-- begin Raw data --
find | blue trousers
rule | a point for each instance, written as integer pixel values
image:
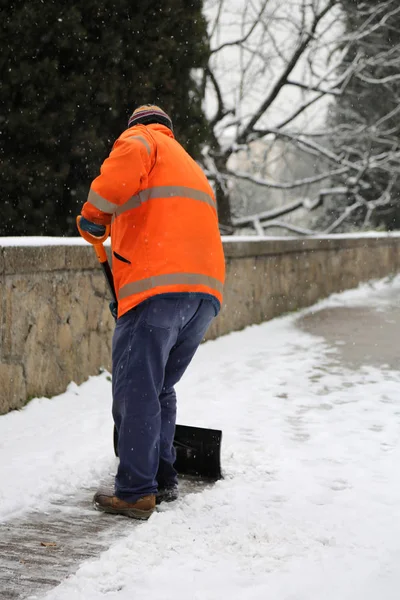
(152, 346)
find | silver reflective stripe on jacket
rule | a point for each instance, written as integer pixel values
(164, 191)
(161, 191)
(143, 285)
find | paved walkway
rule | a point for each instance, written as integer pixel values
(40, 550)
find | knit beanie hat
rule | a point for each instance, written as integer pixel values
(149, 113)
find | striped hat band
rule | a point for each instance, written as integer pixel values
(149, 113)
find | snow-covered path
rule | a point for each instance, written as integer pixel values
(309, 507)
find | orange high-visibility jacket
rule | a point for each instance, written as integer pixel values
(162, 210)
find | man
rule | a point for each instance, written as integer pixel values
(169, 270)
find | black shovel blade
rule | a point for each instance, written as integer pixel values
(198, 451)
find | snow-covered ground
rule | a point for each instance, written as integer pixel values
(309, 507)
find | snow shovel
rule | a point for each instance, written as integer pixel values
(198, 450)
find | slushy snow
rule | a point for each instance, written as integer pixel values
(309, 507)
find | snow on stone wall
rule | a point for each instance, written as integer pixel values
(56, 326)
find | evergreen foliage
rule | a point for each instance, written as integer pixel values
(72, 73)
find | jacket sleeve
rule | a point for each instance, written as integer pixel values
(122, 175)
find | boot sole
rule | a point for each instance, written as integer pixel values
(132, 513)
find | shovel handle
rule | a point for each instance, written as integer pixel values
(97, 243)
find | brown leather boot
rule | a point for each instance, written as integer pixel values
(106, 501)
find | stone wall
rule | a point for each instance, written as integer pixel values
(56, 326)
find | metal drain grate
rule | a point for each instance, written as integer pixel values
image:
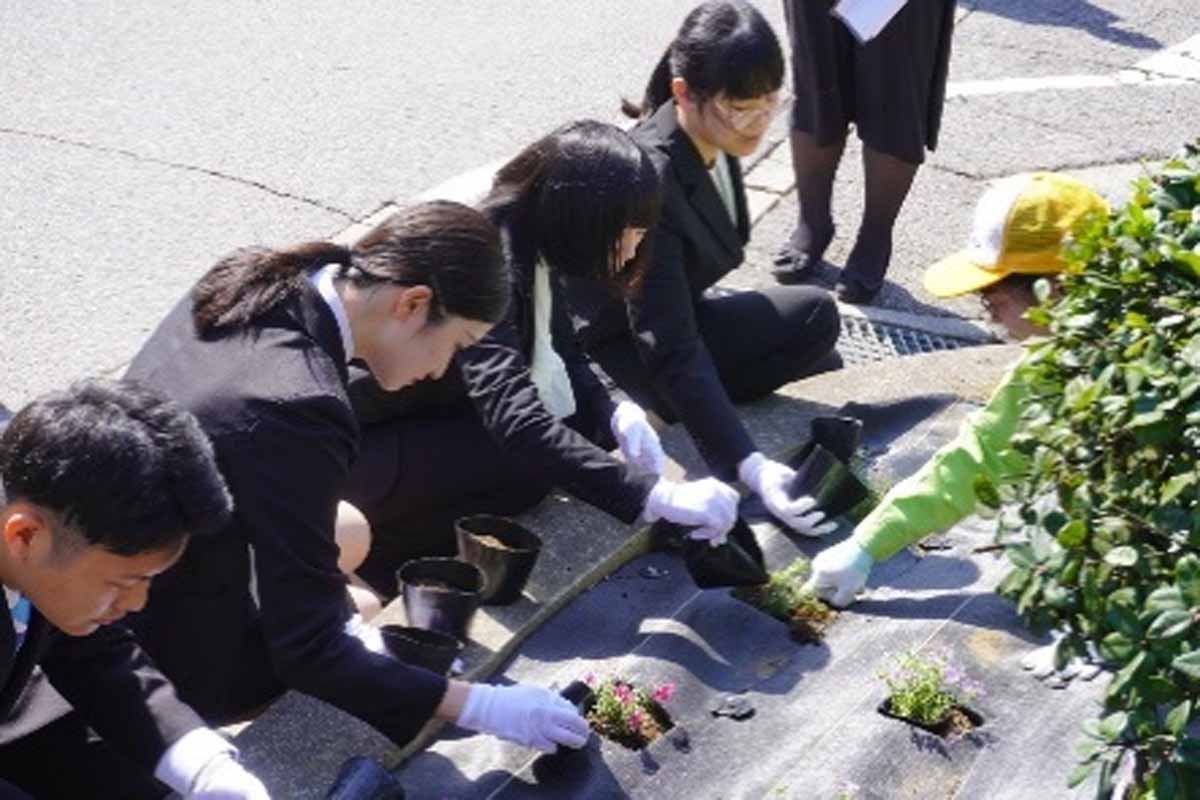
(864, 341)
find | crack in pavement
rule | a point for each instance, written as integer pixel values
(175, 164)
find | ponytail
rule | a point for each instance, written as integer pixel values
(447, 246)
(723, 47)
(250, 282)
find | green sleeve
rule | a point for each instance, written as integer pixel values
(942, 492)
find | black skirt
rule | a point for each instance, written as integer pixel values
(892, 89)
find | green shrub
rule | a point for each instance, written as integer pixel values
(1104, 531)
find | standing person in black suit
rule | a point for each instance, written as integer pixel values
(522, 410)
(893, 89)
(258, 352)
(102, 487)
(676, 346)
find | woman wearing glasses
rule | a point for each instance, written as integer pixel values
(676, 344)
(258, 352)
(522, 411)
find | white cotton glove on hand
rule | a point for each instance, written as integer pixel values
(1042, 663)
(708, 505)
(528, 715)
(637, 438)
(225, 779)
(840, 572)
(769, 480)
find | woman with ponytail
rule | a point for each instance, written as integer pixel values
(258, 353)
(522, 410)
(677, 344)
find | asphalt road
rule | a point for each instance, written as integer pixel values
(141, 140)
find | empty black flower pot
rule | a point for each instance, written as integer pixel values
(365, 779)
(503, 551)
(441, 594)
(432, 650)
(827, 480)
(838, 434)
(737, 563)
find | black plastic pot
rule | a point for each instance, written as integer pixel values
(737, 563)
(419, 647)
(450, 603)
(579, 695)
(505, 569)
(827, 480)
(365, 779)
(943, 728)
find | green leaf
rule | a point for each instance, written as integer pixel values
(1188, 663)
(1123, 555)
(1169, 624)
(1179, 717)
(1187, 577)
(1116, 648)
(1175, 486)
(1191, 354)
(1113, 726)
(1073, 534)
(1165, 599)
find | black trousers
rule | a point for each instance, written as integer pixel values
(415, 475)
(759, 341)
(67, 759)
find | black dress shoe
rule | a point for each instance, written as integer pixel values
(855, 293)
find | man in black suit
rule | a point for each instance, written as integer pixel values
(102, 487)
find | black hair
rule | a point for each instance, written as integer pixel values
(569, 197)
(119, 465)
(723, 47)
(447, 246)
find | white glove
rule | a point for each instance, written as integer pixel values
(637, 438)
(1041, 661)
(528, 715)
(708, 505)
(225, 779)
(840, 572)
(769, 480)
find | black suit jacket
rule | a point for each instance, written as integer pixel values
(106, 677)
(271, 397)
(694, 245)
(493, 374)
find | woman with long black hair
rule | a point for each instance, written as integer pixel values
(678, 346)
(258, 353)
(522, 410)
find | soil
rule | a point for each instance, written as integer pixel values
(954, 725)
(436, 585)
(807, 625)
(496, 543)
(658, 723)
(958, 721)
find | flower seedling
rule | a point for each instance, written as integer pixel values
(628, 714)
(785, 597)
(931, 693)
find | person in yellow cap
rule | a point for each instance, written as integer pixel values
(1019, 229)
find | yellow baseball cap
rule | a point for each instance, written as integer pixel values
(1019, 228)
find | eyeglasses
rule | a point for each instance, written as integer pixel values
(749, 119)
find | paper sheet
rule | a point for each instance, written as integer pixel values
(867, 18)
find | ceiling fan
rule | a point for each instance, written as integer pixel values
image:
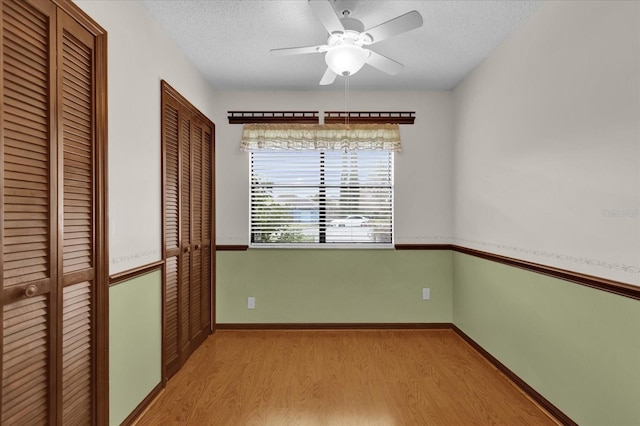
(345, 51)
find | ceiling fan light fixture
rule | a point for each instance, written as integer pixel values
(346, 59)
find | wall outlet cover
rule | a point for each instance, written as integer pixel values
(426, 293)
-- end Raw data --
» **Aim**:
From the line with "find | woman with ponytail" to the line with "(1019, 229)", swap every "black" for "dark" and write those lines out again with nothing else changed.

» **Output**:
find | woman with ponytail
rule | a point for each instance, written as integer pixel values
(258, 353)
(522, 410)
(677, 344)
find | asphalt road
rule | a point for each instance, written as integer pixel values
(141, 140)
find | empty dark flower pot
rule | a point for each instance, written as integer pixel values
(365, 779)
(503, 551)
(441, 594)
(432, 650)
(827, 480)
(838, 434)
(737, 563)
find | dark plastic pot
rule | a point for each instance, written as integer pixel values
(737, 563)
(419, 647)
(450, 603)
(579, 695)
(505, 569)
(827, 480)
(365, 779)
(943, 728)
find | green leaf
rule | a point for each instance, written as integer pixel values
(1188, 663)
(1123, 555)
(1169, 624)
(1179, 717)
(1187, 577)
(1116, 648)
(1175, 486)
(1191, 354)
(1113, 726)
(1073, 534)
(1165, 599)
find | dark trousers
rule | a point for each instance, written as integer pixel values
(415, 475)
(759, 341)
(67, 759)
find | dark dress shoe
rule | a point for each instance, written as integer pixel values
(855, 293)
find | man in dark suit
rule | a point for each instance, written as integer pixel values
(102, 487)
find | dark hair
rule | a point for each instance, written as integer pixel values
(569, 197)
(119, 465)
(723, 47)
(447, 246)
find | white glove
rule | a point for each instance, written as integer pixel values
(637, 438)
(1041, 661)
(528, 715)
(708, 505)
(225, 779)
(840, 572)
(769, 480)
find | dark suit jacket
rule | a point for each instance, written as integer pixel values
(106, 677)
(271, 397)
(694, 245)
(493, 374)
find | woman with long dark hair
rule | a point for each instance, written as integer pixel values
(678, 346)
(258, 353)
(522, 410)
find | soil
rule | a point for each instance, written as integer pixel values
(954, 725)
(436, 585)
(807, 625)
(496, 543)
(658, 723)
(958, 721)
find | flower seedling
rule | a point for each instance, written as integer pixel values
(628, 714)
(785, 597)
(931, 693)
find | person in yellow cap
rule | a point for each instance, written as integer pixel values
(1019, 229)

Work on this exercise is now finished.